[Records excerpted from a collection]
══════
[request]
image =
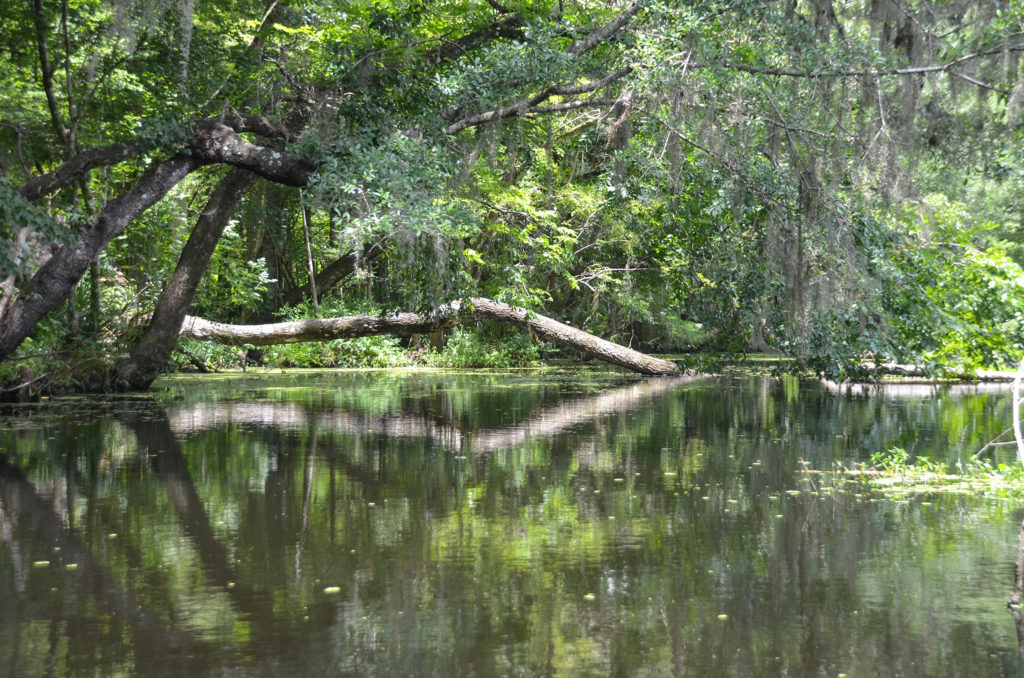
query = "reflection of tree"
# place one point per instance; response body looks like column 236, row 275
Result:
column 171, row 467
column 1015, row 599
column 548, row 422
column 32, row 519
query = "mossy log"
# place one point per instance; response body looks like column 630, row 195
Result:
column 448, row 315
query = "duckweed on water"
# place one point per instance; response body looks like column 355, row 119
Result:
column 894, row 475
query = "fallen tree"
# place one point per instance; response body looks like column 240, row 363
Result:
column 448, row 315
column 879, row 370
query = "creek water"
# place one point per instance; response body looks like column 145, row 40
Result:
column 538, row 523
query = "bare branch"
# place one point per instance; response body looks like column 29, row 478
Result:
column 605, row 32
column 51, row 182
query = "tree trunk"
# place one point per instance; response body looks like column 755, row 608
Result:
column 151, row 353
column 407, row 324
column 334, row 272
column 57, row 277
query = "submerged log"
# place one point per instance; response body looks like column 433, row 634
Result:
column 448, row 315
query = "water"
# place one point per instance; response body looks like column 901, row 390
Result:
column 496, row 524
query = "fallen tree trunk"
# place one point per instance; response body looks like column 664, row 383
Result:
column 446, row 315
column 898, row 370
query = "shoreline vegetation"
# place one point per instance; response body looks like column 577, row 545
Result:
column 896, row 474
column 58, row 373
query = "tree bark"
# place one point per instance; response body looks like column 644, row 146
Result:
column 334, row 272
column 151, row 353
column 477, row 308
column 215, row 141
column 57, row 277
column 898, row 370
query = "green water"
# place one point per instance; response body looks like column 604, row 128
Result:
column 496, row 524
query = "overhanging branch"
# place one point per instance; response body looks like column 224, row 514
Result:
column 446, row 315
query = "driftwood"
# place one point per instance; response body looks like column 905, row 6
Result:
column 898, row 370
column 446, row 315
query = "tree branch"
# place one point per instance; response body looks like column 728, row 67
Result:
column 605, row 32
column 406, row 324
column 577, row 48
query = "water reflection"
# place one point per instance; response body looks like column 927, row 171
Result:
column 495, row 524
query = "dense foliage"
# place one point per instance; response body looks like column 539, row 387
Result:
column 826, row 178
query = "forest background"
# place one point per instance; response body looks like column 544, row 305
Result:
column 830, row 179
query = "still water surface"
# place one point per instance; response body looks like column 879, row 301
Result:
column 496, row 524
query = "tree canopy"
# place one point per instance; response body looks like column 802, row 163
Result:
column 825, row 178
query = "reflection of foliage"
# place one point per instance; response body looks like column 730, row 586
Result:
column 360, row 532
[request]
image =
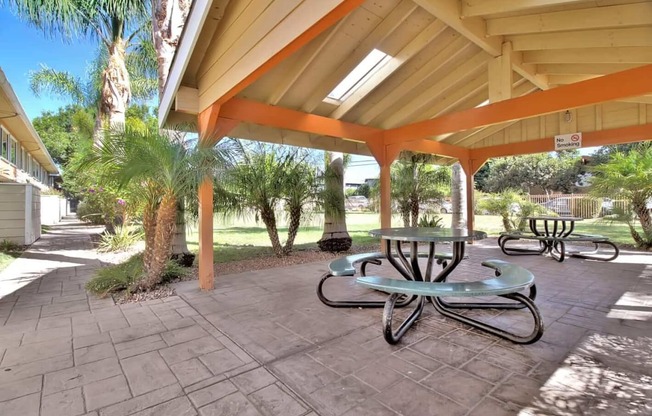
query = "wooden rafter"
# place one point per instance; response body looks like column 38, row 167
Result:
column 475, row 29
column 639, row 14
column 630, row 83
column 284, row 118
══════
> [Short task]:
Write out each line again precisely as it appears, skipping every picture.

> [Answer below]:
[request]
image =
query = "reflection of tree"
# place one point per instance; response body looks like column 236, row 275
Result:
column 171, row 467
column 1015, row 599
column 548, row 422
column 32, row 519
query = "mossy log"
# place one point per instance; response body looks like column 630, row 195
Result:
column 448, row 315
query = "duckweed on water"
# place one point per instance; response body looks like column 355, row 119
Result:
column 894, row 475
query = "fallen tree"
# place one point per instance; response body looks like column 240, row 363
Result:
column 448, row 315
column 879, row 370
query = "creek water"
# place one point per instance; response body looks like column 145, row 40
Result:
column 538, row 523
query = "bare branch"
# place one point per instance; response body looks like column 29, row 478
Result:
column 605, row 32
column 51, row 182
query = "tree trunk"
# place one point per instance; response body looks like column 755, row 608
Result:
column 151, row 353
column 407, row 324
column 334, row 272
column 57, row 277
query = "submerged log"
# place one point per instance; response body looks like column 433, row 634
Result:
column 448, row 315
query = "water"
# place one point per instance; response body looks like column 901, row 390
Result:
column 496, row 524
query = "fallen tree trunk"
# place one point per instance; response body looks like column 664, row 383
Result:
column 446, row 315
column 898, row 370
query = "shoreline vegetation"
# place one point per instance; response body looks like column 577, row 545
Result:
column 896, row 474
column 58, row 373
query = "tree bark"
# place one point per instance; response body looks like column 644, row 146
Result:
column 334, row 272
column 151, row 353
column 477, row 308
column 215, row 141
column 57, row 277
column 898, row 370
query = "green water"
# place one point per instance; response body looks like column 604, row 128
Result:
column 496, row 524
query = "overhanging branch"
# place one point per instance; response body looks like column 224, row 514
Result:
column 446, row 315
query = "driftwood"
# place one point per instance; response body looks like column 905, row 6
Result:
column 898, row 370
column 446, row 315
query = "tree branch"
# place one point per instance; response body looks like column 728, row 67
Result:
column 605, row 32
column 406, row 324
column 577, row 48
query = "water reflection"
# place one point per instance; response body looks like column 927, row 171
Result:
column 495, row 524
query = "dense foliage"
# place one point per instance; response body looks like column 539, row 387
Result:
column 826, row 178
query = "forest background"
# place one point per instance; response body looks like column 544, row 305
Result:
column 830, row 179
query = "still water surface"
# place one point per instance; response body looks like column 879, row 301
Result:
column 496, row 524
query = "tree canopy"
# place one point per instance; response body looks like column 802, row 163
Result:
column 825, row 178
query = "reflection of foliage"
# place one point per instance; response body looks like column 730, row 586
Result:
column 360, row 532
[request]
image =
query = "wooden rafter"
# place one point per instance; response body looks like column 38, row 167
Result:
column 475, row 29
column 639, row 14
column 630, row 83
column 284, row 118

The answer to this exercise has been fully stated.